**Yapılacak iş**
Canikli'nin konuşmasını aktaran metne göre aşağıdaki üç ifadenin her biri doğru mu? Her ifade için evet ya da hayır deyin ve metindeki belirleyici sözleri aynen alıntılayın.
1. Canikli konuşmasını Recep Tayyip Erdoğan Üniversitesi Kongre Merkezi'nde yaptı.
2. Canikli'ye göre 1900'lü yılların başındaki yöneticilerin pek çok seçeneği vardı.
3. Canikli'ye göre Türkiye bugün tarihi yalnızca seyrediyor.

**Sağlanan metin**
++++
Bakan Canikli, Recep Tayyip Erdoğan Üniversitesi Kongre Merkezi'nde düzenlenen 18. Siyaset Akademisi'nin açılışında yaptığı konuşmada, tarihin 100 yıl önce olduğu gibi yeniden yazıldığını, çok hızlı aktığını söyledi.

Ortadoğu'nun 1900'lü yılların başında dizayn edildiğine işaret eden Canikli, ancak o dönemdeki yöneticilerin izlemekten başka çok fazla seçeneği bulunmadığını belirtti.

Tarihin yeniden dizayn edildiği bu dönemde Türkiye'nin artık seyretmediğini, tarihi yönlendirdiğini vurgulayan Canikli, şöyle devam etti:

"Tarihin akışı, başkomutanımızın liderliğinde adeta Türkiye'nin aktif katılımıyla şekilleniyor. Bunu da son dönemlerde, son saniyelerde yakalama imkanına kavuştuk. Türkiye'nin de bulunduğu bu coğrafyada bütün siyasi yapılanmalar yeniden dizayn edilmeye çalışılıyor. Son hızla devam ediyor. Şu anda bölgedeki mevcut devletlerin yapısıyla yönetilmesini daha kolay hale getirmek için yeniden şekillendirilmeye çalışılıyorlar. 1900'lü yılların başında kendilerinin şekillendirdiği, dizayn ettiği bu yapı bile şu anda onların istedikleri gibi kolay yönetecekleri bir yapı değil. Onun için yeniden değiştirmeye çalışıyorlar."
++++
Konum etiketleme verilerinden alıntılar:
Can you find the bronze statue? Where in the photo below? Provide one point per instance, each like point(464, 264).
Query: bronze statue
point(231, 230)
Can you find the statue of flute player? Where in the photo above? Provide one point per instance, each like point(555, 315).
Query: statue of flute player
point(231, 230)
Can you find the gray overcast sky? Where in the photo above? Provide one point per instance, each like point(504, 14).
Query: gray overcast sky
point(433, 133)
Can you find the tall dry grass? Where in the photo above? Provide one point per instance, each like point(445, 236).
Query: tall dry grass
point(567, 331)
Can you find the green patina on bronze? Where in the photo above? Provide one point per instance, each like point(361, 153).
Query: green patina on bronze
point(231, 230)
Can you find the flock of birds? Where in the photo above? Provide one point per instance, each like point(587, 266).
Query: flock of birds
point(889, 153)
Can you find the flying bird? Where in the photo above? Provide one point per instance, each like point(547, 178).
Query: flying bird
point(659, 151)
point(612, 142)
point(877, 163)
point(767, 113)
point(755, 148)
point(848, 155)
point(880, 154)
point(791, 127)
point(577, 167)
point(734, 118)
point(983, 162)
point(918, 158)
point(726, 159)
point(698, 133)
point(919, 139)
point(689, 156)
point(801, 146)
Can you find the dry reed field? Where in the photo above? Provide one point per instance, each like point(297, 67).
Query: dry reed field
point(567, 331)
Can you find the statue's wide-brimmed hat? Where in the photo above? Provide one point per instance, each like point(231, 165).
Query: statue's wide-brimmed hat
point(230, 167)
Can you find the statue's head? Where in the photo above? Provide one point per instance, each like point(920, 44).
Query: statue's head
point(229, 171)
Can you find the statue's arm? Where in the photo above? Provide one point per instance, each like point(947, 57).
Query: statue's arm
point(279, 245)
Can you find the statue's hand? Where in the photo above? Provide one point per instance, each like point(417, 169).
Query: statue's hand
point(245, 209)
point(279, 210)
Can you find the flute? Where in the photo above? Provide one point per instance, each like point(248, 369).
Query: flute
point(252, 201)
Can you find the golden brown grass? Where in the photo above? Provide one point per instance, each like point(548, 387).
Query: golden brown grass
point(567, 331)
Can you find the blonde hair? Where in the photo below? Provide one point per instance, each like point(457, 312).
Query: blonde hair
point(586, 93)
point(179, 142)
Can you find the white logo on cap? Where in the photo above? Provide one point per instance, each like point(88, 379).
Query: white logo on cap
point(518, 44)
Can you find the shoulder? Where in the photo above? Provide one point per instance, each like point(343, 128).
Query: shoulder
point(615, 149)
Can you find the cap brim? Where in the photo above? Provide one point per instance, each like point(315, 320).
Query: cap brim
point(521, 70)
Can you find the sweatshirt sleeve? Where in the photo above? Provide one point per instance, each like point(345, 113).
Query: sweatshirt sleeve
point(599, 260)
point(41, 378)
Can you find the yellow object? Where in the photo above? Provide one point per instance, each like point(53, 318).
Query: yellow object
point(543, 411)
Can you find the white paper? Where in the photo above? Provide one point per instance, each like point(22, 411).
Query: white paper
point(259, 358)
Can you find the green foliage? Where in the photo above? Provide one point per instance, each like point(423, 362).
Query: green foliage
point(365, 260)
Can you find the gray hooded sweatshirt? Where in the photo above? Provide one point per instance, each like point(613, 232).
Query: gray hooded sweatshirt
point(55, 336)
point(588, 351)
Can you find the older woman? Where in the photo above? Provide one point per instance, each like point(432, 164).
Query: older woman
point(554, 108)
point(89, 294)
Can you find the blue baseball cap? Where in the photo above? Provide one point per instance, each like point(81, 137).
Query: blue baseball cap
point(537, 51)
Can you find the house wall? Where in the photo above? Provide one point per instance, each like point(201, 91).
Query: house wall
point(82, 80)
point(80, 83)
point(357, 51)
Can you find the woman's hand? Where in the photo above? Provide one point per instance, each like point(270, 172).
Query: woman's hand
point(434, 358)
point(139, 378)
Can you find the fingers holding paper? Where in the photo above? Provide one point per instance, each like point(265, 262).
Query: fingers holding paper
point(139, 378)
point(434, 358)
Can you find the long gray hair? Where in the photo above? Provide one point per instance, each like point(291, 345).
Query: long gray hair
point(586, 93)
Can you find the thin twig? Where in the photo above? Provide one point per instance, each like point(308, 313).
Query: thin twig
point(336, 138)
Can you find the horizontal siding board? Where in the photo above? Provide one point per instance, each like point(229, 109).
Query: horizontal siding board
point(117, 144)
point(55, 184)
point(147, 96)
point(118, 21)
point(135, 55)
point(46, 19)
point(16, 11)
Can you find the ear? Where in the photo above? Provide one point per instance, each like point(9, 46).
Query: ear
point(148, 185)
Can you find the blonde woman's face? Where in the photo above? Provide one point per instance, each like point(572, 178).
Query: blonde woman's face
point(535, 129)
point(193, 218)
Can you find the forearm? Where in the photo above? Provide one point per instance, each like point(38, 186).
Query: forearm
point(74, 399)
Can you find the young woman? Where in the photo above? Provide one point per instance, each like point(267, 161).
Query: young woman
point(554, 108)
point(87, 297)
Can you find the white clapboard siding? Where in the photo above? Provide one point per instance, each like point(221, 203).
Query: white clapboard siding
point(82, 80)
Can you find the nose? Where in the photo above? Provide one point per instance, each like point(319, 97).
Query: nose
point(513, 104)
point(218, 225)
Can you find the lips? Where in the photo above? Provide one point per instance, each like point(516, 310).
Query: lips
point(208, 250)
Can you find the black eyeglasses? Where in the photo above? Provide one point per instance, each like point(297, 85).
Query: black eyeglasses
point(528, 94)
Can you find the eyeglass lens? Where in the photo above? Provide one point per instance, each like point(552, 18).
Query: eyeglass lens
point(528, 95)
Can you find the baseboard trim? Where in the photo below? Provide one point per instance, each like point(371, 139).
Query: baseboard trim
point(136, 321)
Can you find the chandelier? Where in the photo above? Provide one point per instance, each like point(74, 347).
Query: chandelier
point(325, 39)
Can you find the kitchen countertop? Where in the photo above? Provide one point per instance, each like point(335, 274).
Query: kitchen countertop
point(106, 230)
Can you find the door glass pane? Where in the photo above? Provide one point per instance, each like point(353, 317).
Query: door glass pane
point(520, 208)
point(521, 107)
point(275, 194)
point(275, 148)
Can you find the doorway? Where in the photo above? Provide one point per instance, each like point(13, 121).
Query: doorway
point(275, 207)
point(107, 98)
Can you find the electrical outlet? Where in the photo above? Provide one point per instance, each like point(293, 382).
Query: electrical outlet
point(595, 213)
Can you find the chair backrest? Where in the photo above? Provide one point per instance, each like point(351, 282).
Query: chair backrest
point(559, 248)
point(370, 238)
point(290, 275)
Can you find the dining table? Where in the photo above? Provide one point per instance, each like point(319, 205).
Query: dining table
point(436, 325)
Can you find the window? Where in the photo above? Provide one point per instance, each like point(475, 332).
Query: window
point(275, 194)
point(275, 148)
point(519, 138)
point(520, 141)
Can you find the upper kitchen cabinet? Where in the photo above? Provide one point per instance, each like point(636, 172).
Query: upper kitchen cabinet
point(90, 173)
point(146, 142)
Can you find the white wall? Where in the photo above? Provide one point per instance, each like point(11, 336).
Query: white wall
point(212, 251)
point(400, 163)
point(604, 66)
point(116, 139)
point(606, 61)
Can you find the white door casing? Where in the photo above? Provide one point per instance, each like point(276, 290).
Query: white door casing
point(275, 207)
++++
**Tam yanıt**
1. Evet: "Recep Tayyip Erdoğan Üniversitesi Kongre Merkezi'nde düzenlenen 18. Siyaset Akademisi'nin açılışında yaptığı konuşmada"
2. Hayır: "o dönemdeki yöneticilerin izlemekten başka çok fazla seçeneği bulunmadığını belirtti"
3. Hayır: "Türkiye'nin artık seyretmediğini, tarihi yönlendirdiğini"